Tasks:
[1] Quote the case summary word for word, beginning at the words "2014 MT 192" and stopping after "and §46-1-401, MCA.".
[2] List every distinct Montana Code section (MCA) cited in the case summary.

Reading text:

2014 MT 192
Mont.2014Background
- Edward Ghostbear was charged with felony sexual intercourse without consent (§45-5-503(4), MCA) and alternatively felony sexual assault (§45-5-502(3), MCA) for sexual contact with his girlfriend’s young daughter; a jury convicted him of felony sexual assault.
- Ghostbear moved post-verdict to be sentenced under the misdemeanor penalty (§45-5-502(2)(a), MCA), arguing the felony enhancement in §45-5-502(3) required jury findings of the victim’s and defendant’s ages under Apprendi and §46-1-401, MCA.
- The District Court agreed, concluding the jury had not made the required age findings and that Apprendi required them, and therefore limited sentencing to the misdemeanor penalty.
- The Supreme Court of Montana reversed: it held the jury was properly instructed, the verdict necessarily included the age-related facts, and §45-5-502(3) is part of the charged offense as submitted to the jury (no separate sentencing enhancement remained to be found).

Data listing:
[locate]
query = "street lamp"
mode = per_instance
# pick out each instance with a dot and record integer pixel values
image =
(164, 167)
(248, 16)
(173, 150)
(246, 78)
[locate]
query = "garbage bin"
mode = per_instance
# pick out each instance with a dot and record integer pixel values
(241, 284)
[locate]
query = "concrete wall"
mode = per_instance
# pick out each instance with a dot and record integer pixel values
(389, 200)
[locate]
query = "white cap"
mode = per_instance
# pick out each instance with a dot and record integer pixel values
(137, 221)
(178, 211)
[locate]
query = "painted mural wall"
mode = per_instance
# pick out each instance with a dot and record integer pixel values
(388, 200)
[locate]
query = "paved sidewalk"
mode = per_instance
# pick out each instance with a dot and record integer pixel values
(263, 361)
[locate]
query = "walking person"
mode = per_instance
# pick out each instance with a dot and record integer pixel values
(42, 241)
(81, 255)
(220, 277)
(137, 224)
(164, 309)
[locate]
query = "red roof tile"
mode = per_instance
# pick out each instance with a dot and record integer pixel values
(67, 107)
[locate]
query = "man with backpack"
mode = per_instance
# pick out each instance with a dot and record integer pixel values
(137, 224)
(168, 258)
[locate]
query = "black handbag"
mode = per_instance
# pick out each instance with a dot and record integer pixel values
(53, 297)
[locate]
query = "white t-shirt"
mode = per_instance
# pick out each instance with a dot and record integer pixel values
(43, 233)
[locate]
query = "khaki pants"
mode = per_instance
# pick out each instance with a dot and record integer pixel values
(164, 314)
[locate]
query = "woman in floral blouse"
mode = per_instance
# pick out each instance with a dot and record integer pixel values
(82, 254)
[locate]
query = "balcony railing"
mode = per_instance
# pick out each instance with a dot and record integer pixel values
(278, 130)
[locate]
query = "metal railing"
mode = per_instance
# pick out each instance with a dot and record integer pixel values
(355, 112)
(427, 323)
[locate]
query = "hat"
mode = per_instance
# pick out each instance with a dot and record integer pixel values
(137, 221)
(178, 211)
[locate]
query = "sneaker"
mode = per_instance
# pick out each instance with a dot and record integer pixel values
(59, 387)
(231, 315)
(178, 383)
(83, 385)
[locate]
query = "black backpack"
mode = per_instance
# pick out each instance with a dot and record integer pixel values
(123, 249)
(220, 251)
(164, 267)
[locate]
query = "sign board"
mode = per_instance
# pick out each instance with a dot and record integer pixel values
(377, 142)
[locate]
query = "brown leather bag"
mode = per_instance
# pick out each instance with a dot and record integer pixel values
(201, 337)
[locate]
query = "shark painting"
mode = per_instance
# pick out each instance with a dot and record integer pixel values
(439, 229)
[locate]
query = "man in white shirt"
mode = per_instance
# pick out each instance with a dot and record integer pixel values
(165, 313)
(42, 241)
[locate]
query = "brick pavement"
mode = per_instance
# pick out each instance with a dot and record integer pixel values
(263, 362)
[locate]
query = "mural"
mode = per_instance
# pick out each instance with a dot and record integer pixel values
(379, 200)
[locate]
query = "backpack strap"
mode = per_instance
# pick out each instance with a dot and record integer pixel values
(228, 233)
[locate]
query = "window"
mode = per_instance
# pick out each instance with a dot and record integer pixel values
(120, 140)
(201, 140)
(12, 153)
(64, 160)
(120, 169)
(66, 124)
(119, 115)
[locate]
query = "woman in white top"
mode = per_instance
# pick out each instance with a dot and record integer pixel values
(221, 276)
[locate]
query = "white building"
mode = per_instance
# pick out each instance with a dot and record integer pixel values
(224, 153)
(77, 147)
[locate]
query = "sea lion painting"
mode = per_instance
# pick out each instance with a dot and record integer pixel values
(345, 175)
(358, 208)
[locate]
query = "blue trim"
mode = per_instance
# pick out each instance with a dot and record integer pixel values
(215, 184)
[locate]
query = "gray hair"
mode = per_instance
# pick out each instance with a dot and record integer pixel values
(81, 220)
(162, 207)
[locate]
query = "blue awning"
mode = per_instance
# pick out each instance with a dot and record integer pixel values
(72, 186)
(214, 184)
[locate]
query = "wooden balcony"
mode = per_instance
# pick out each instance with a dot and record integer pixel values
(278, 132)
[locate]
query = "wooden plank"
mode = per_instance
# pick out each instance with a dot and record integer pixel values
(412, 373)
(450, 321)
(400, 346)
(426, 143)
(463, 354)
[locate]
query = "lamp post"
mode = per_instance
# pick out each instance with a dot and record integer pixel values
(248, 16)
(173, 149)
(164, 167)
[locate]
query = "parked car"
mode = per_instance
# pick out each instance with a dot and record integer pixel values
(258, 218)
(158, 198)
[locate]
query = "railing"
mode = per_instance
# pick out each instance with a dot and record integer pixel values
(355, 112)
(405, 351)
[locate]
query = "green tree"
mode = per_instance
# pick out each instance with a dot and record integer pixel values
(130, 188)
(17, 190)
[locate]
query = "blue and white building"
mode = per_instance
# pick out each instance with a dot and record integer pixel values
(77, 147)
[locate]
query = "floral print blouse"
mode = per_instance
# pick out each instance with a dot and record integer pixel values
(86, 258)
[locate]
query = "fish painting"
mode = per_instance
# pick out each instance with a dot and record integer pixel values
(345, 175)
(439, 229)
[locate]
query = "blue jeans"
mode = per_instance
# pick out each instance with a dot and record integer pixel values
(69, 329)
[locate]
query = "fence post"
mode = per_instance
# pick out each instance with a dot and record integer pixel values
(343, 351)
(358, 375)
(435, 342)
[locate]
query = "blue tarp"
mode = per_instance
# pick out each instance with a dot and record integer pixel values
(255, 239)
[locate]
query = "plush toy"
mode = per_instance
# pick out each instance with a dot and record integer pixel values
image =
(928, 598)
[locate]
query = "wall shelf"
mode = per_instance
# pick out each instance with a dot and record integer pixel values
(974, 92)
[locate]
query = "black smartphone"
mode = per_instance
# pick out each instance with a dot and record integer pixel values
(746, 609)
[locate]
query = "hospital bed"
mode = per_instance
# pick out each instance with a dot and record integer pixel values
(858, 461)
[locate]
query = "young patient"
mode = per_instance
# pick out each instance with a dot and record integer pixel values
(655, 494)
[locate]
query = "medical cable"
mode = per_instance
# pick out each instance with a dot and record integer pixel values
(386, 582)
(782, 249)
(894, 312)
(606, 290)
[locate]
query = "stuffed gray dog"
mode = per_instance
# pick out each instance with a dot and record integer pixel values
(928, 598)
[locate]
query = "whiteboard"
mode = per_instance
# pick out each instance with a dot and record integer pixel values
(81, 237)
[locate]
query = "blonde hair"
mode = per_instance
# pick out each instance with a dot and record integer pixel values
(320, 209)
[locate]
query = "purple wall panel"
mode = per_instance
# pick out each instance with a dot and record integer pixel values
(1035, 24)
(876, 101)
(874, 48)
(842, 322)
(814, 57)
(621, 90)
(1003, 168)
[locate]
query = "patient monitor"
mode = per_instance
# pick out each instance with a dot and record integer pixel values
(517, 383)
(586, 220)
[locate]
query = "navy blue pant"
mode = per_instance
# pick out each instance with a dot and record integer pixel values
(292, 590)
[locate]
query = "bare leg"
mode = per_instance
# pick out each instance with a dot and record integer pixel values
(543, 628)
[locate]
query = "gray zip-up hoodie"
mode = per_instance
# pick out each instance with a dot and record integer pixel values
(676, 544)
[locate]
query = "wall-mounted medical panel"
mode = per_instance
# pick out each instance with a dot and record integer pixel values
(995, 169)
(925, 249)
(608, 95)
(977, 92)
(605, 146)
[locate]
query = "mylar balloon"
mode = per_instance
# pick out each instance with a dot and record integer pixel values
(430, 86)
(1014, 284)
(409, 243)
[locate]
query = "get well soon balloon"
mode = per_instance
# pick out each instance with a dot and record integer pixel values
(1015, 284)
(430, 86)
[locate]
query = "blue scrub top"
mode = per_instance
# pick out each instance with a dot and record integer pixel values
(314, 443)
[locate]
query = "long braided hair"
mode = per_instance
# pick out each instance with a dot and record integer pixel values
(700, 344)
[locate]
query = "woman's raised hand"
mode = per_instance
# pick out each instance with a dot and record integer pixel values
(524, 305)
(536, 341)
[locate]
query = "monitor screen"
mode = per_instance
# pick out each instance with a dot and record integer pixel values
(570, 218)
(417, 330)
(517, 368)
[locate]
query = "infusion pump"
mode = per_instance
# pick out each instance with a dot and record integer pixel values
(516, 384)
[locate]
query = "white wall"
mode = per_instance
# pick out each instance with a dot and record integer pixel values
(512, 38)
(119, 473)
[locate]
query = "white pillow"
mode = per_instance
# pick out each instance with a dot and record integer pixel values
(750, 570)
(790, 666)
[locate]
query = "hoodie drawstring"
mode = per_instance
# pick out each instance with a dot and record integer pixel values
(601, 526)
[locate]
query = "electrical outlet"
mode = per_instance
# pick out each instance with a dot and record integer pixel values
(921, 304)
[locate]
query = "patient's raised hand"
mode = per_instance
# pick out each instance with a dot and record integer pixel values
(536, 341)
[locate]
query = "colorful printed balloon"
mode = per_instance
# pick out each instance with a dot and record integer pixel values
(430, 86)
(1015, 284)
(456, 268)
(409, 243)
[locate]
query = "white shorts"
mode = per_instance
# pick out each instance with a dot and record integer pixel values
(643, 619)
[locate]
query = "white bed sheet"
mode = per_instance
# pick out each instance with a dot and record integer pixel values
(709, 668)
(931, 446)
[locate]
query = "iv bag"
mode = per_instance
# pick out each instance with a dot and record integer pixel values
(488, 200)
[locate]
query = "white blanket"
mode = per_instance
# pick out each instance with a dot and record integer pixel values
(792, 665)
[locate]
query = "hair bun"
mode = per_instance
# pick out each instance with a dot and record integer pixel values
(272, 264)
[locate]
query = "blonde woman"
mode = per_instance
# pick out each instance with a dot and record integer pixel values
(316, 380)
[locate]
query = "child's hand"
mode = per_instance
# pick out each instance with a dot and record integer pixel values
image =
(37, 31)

Solutions for each task:
[1]
2014 MT 192
Mont.2014Background
- Edward Ghostbear was charged with felony sexual intercourse without consent (§45-5-503(4), MCA) and alternatively felony sexual assault (§45-5-502(3), MCA) for sexual contact with his girlfriend’s young daughter; a jury convicted him of felony sexual assault.
- Ghostbear moved post-verdict to be sentenced under the misdemeanor penalty (§45-5-502(2)(a), MCA), arguing the felony enhancement in §45-5-502(3) required jury findings of the victim’s and defendant’s ages under Apprendi and §46-1-401, MCA.

[2]
- §45-5-503(4), MCA
- §45-5-502(3), MCA
- §45-5-502(2)(a), MCA
- §46-1-401, MCA